→ Passage:
____

For many, this feels like a dramatic shift, even a loss. But for those of us in classical Christian education, it sounds more like recognition. The practices universities are scrambling to recover – recitation, disputation, dialogue, and narration – have never left our classrooms.
What some universities are calling “new,” we call normal
Whereas much of modern education has trained students to produce assignments for evaluation, classical schools have long emphasized formation through practice. Consider a few examples:
- Recitation and narration: Students don’t just consume information; they are asked to speak it back in their own words, training memory, attention, and articulation.
- Oral examinations and disputation: From lower school “show what you know” sessions to upper school thesis defenses, students learn to reason aloud and think on their feet.
- Copywork and dictation: Far from drudgery, these exercises internalize grammar, syntax, and style.
- Socratic discussion: Students are formed through dialogue, not detached consumption.
These methods are not “medieval relics.” They are enduring tools for cultivating wisdom and virtue—tools resistant to shortcuts because they demand presence, attention, and personal engagement.
AI reveals what was fragile all along
If A.I. can replace a student’s essay, perhaps the assignment was never about formation to begin with. A five-page paper dashed off at midnight and forgotten after grading measures productivity, not wisdom. What classical schools understand (and what universities are relearning) is that the aim of education is not efficient output but the holistic teaching of the entire person.
The rise of A.I. has simply unmasked how fragile output-driven education really is. If the goal is merely to submit something, then yes, a machine will always be faster. But if the goal is to cultivate a student’s mind and soul, then nothing can replace the slow, human work of dialogue, imitation, and memory.
A strange providence
There is irony here. Technology, the very thing that promised efficiency, may be pushing higher education to recover the slow, human practices it once abandoned. What feels like regression may actually be renewal.

____

→ Supplied information:

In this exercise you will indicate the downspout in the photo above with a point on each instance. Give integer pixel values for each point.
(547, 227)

____

→ What to work on:
**a)** Reproduce the classical education passage word for word, from "The rise of" up to and including "actually be renewal.".
**b)** According to the classical education passage, what do copywork and dictation internalize?

→ Task-by-task answers:
**a)**
The rise of A.I. has simply unmasked how fragile output-driven education really is. If the goal is merely to submit something, then yes, a machine will always be faster. But if the goal is to cultivate a student’s mind and soul, then nothing can replace the slow, human work of dialogue, imitation, and memory.
A strange providence
There is irony here. Technology, the very thing that promised efficiency, may be pushing higher education to recover the slow, human practices it once abandoned. What feels like regression may actually be renewal.

**b)** Grammar, syntax, and style.